▸ **Provided data**
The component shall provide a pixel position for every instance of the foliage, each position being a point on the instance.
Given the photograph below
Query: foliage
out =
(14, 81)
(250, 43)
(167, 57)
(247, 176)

▸ **Problem description**
Each of the entries above needs to be given again exactly.

▸ **Reply to the exercise**
The component shall provide a pixel position for every instance of the foliage, each position being a point on the instance.
Given the photograph below
Query: foliage
out =
(14, 81)
(250, 43)
(167, 57)
(247, 176)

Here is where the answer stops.